▶ Texte d'étude
────────
L’ivoire est un matériau utilisé depuis l’Antiquité en Méditerranée ; à l’époque médiévale il fut employé aussi bien dans les royaumes chrétiens que dans l’Empire islamique. Importé, notamment de l’Afrique pour fournir al-Andalus, il est de fait fort cher et réservé à des œuvres destinées à des personnages de la haute société. Les productions d’ivoires andalouses ont peut-être été influencées par l’importation d’objets de luxe byzantins ou iraniens. Elles connaissent un véritable âge d’or au Xe et au XIe siècle, qui peut se comprendre par le contexte politique[1].
Cette boîte, témoignage de la qualité de l’ivoire à cette époque, a été sculptée dans une défense d’éléphant. Cylindrique, elle est munie d’un couvercle tronconique surmonté d’un bouton de préhension godronné. Le corps et le couvercle sont unis par une charnière en argent gravée au burin et émaillée en noir. Ce type de boîte appelée pyxide était fréquent dans la Grèce antique où on les fabriquait dans différentes matières (bronze, bois, ivoire, argent). On y conservait les bijoux, les produits médicinaux, l’encens ou les cosmétiques. L’art byzantin a fait sienne cette forme qui fut transmise à l’art hispano-mauresque. Le bouton divisé en quartiers par de profondes moulures est un élément caractéristique des pyxides d’al-Andalus. On l’identifie le plus souvent à un fruit (une orange ou une grenade).
Tout comme la plupart des objets en ivoire produits au Xe et au XIe siècle, son décor au tracé nerveux et très refouillé crée une impression de densité sur toute sa surface. Avec l’arrivée des Almoravides et des Almohades, elle disparu d’al-Andalus au profit de la marqueterie et de l’ivoire peint. Le répertoire décoratif comprend essentiellement des motifs végétaux dans lequel sont insérés des animaux affrontés ou opposés (paons, gazelles, oiseaux), ou des scènes de détente, de boisson…
Cette pyxide ne déroge pas à la règle : le long d’axes verticaux, des rinceaux, palmes et feuilles rayonnent en miroir. Dans cette végétation luxuriante et rigoureuse prennent place quatre paires de gazelles opposées, surmontées du même nombre de délicats paons affrontés à l’aigrette stylisée, surmontés d’oiseaux opposés dont les têtes, tournées vers l’arrière, se font face. Les fleurettes à quatre ou six pétales, munies d’un bouton central, sont un élément caractéristique du classicisme cordouan. L’ensemble du décor est sculpté au fil et à la pointe du burin. Les tiges sont striées, les feuilles biseautées. Ce type de décor où se mêlent végétaux et animaux était employé sur les pièces souvent destinées aux femmes de la famille du souverain ou à des princes. Le couvercle est orné à la base d’une inscription kufique, son décor végétal est animé d’oiseaux affrontés. L’inscription nous apprend que cette pièce fut commandée par le calife al-Hakam II pour sa concubine favorite, Subh, mère des princes ‘Abd al-Rahmân et Hishâm. Al-Durrî, qui est mentionné dans le processus de réalisation, est un esclave d’origine slave d’al-Hakam II, qui fut chargé du contrôle de la fabrication de plusieurs objets somptuaires réalisés dans les ateliers du palais.
────────
▶ Matériel à examiner

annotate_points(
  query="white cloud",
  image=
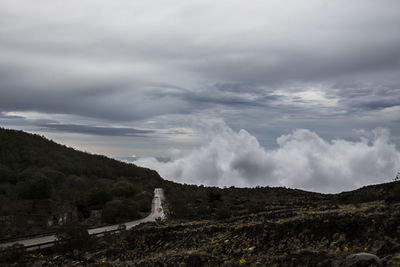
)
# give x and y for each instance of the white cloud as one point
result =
(302, 160)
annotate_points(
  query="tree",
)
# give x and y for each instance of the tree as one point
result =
(35, 188)
(98, 197)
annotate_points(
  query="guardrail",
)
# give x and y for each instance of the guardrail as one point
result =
(52, 243)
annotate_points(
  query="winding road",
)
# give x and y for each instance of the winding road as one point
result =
(157, 211)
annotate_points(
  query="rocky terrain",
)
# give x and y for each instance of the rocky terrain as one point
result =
(285, 235)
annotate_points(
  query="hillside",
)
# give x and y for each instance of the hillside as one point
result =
(44, 184)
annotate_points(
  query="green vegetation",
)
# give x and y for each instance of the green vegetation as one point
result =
(37, 176)
(73, 236)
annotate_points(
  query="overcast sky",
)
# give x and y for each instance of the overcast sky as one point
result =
(154, 79)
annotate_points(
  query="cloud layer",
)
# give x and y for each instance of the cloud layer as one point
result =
(118, 68)
(302, 160)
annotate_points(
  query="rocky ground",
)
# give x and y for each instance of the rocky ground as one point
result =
(283, 236)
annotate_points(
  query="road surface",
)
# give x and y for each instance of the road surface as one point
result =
(157, 211)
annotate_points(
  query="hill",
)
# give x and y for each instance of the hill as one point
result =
(44, 184)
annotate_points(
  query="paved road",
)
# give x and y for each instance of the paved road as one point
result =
(157, 211)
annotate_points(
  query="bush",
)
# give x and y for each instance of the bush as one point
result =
(119, 210)
(12, 253)
(73, 236)
(223, 212)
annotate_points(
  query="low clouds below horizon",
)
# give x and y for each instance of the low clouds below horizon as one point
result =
(302, 160)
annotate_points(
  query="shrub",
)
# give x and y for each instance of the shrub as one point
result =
(12, 253)
(73, 236)
(223, 212)
(119, 210)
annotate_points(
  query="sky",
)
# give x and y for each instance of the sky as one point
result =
(303, 94)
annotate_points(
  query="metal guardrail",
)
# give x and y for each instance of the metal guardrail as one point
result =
(52, 243)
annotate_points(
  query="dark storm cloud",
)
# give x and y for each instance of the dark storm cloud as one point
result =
(264, 66)
(95, 130)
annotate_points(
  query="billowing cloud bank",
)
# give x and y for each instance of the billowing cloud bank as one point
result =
(302, 160)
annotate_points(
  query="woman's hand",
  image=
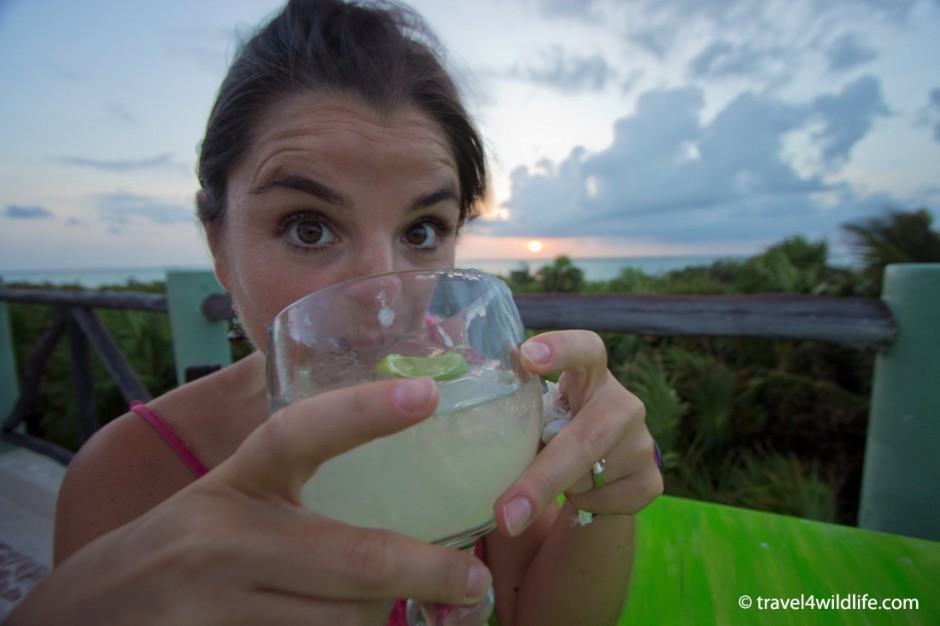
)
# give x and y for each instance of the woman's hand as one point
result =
(608, 423)
(236, 547)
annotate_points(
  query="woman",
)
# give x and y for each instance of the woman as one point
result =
(337, 147)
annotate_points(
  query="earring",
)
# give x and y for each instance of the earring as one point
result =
(236, 334)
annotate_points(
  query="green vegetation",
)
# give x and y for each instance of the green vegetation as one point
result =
(766, 424)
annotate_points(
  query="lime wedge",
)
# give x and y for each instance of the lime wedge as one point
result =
(441, 367)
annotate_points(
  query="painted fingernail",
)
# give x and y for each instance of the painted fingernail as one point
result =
(536, 352)
(413, 394)
(478, 582)
(517, 513)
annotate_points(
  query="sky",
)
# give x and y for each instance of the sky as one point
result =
(613, 127)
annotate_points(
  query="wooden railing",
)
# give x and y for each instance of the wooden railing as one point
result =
(905, 324)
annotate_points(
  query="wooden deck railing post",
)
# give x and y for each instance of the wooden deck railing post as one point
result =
(901, 478)
(196, 339)
(9, 381)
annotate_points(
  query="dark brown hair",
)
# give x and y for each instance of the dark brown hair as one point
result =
(381, 52)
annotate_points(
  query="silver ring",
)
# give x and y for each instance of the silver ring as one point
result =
(599, 473)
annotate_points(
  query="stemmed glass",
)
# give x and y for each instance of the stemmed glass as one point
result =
(436, 481)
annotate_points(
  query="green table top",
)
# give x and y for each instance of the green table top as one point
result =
(696, 561)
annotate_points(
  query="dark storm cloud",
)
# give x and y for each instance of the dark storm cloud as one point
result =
(668, 174)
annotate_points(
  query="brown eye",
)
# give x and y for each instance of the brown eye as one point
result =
(310, 233)
(422, 235)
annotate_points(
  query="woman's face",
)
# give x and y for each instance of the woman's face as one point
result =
(330, 190)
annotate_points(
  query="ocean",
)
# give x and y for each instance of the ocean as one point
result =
(595, 269)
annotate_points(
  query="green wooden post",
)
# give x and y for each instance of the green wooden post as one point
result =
(901, 478)
(9, 385)
(196, 340)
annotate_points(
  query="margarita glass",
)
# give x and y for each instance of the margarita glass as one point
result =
(436, 481)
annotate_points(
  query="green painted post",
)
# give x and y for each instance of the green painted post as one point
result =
(901, 477)
(9, 385)
(196, 340)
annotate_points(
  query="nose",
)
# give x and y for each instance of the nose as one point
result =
(373, 257)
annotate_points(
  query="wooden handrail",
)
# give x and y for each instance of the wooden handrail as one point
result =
(859, 323)
(153, 302)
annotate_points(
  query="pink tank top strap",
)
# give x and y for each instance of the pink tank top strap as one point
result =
(166, 432)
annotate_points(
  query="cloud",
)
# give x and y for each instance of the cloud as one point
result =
(568, 9)
(20, 212)
(848, 52)
(668, 175)
(722, 59)
(569, 73)
(931, 113)
(162, 161)
(848, 116)
(120, 112)
(120, 209)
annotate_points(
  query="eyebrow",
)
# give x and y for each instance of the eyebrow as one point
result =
(305, 185)
(428, 200)
(317, 189)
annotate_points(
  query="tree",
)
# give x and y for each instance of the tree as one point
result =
(899, 237)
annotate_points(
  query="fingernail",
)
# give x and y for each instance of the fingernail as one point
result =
(536, 351)
(517, 513)
(413, 394)
(478, 582)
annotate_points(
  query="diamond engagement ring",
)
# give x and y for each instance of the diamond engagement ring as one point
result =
(599, 473)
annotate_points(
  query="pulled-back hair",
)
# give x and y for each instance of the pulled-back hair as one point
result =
(380, 52)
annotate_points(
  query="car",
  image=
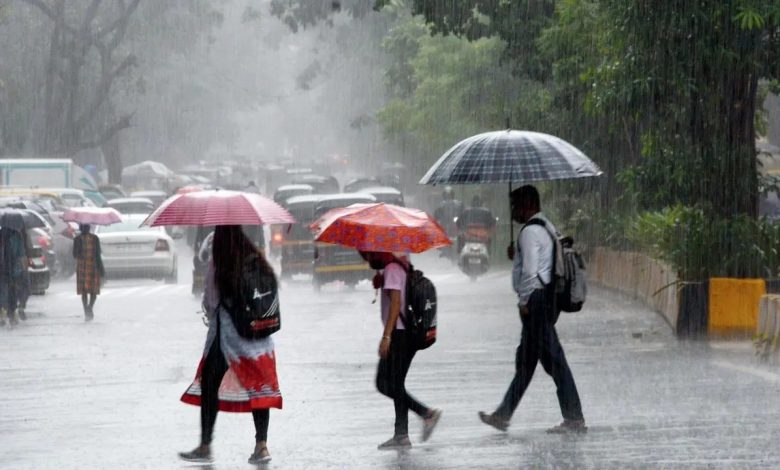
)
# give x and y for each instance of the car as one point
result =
(336, 262)
(72, 197)
(41, 237)
(112, 191)
(386, 194)
(157, 197)
(357, 184)
(129, 250)
(283, 193)
(321, 184)
(131, 205)
(37, 261)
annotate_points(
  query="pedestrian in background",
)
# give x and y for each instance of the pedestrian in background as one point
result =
(251, 385)
(396, 350)
(532, 278)
(22, 286)
(14, 264)
(89, 269)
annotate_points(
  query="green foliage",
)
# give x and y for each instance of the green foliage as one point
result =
(700, 244)
(443, 88)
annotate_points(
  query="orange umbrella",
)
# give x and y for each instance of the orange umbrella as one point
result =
(380, 227)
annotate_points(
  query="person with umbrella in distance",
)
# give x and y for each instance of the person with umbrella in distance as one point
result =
(236, 373)
(89, 268)
(532, 278)
(382, 233)
(396, 350)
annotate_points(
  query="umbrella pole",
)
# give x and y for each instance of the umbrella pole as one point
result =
(511, 222)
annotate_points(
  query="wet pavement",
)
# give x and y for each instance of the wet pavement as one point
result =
(106, 394)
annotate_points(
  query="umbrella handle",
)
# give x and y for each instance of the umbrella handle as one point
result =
(511, 226)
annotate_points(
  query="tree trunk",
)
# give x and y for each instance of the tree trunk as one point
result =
(113, 156)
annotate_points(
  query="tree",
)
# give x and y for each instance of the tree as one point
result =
(689, 72)
(78, 113)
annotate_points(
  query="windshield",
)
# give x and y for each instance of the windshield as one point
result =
(127, 226)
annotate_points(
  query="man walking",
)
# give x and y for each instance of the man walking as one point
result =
(532, 279)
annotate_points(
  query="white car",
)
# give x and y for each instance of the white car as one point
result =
(130, 250)
(157, 197)
(131, 205)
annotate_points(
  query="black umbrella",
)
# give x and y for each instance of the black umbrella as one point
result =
(510, 157)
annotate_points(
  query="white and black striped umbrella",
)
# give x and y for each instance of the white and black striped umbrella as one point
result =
(510, 156)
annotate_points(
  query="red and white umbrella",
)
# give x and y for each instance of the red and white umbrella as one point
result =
(380, 227)
(92, 215)
(218, 207)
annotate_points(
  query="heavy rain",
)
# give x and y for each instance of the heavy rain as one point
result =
(329, 234)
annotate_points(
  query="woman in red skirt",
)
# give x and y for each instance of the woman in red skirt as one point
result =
(235, 374)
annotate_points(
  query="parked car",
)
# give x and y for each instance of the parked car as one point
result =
(321, 184)
(283, 193)
(133, 251)
(37, 266)
(386, 194)
(357, 184)
(336, 262)
(74, 197)
(157, 197)
(131, 205)
(112, 191)
(42, 238)
(296, 240)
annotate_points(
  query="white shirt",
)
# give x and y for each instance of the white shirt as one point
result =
(533, 259)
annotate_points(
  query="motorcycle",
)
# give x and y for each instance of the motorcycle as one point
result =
(474, 256)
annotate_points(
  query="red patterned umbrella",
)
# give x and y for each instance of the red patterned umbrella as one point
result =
(380, 227)
(218, 207)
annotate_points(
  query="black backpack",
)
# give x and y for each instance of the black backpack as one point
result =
(569, 282)
(420, 315)
(255, 313)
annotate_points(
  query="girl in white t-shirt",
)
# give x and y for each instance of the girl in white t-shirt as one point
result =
(396, 349)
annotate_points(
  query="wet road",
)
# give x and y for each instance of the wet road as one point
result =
(105, 394)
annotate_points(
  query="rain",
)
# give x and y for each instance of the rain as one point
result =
(406, 234)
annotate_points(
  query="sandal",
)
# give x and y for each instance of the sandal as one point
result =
(260, 456)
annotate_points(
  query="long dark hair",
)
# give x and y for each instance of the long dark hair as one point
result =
(230, 250)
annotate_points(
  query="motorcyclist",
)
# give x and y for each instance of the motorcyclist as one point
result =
(449, 209)
(476, 223)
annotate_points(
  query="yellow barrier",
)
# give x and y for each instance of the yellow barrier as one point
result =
(734, 305)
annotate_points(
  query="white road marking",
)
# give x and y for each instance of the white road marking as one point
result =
(754, 371)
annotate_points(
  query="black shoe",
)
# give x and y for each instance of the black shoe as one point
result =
(198, 455)
(396, 443)
(429, 424)
(259, 457)
(569, 426)
(492, 420)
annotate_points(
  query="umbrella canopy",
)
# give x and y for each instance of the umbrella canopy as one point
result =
(380, 227)
(188, 189)
(510, 157)
(20, 219)
(219, 207)
(92, 215)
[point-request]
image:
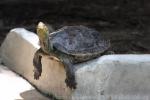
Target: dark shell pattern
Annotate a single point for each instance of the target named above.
(78, 40)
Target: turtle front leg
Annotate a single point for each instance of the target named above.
(70, 74)
(37, 64)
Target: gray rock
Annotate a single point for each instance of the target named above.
(111, 77)
(13, 87)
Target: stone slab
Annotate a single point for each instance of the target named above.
(110, 77)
────────
▶ Consigne
Recopiez mot pour mot le passage du texte sur la pyxide en ivoire qui s'ouvre sur les mots contenant « L’ivoire est un » et se clôt sur « le contexte politique[1]. ».

▶ Réponse ci-dessous
L’ivoire est un matériau utilisé depuis l’Antiquité en Méditerranée ; à l’époque médiévale il fut employé aussi bien dans les royaumes chrétiens que dans l’Empire islamique. Importé, notamment de l’Afrique pour fournir al-Andalus, il est de fait fort cher et réservé à des œuvres destinées à des personnages de la haute société. Les productions d’ivoires andalouses ont peut-être été influencées par l’importation d’objets de luxe byzantins ou iraniens. Elles connaissent un véritable âge d’or au Xe et au XIe siècle, qui peut se comprendre par le contexte politique[1].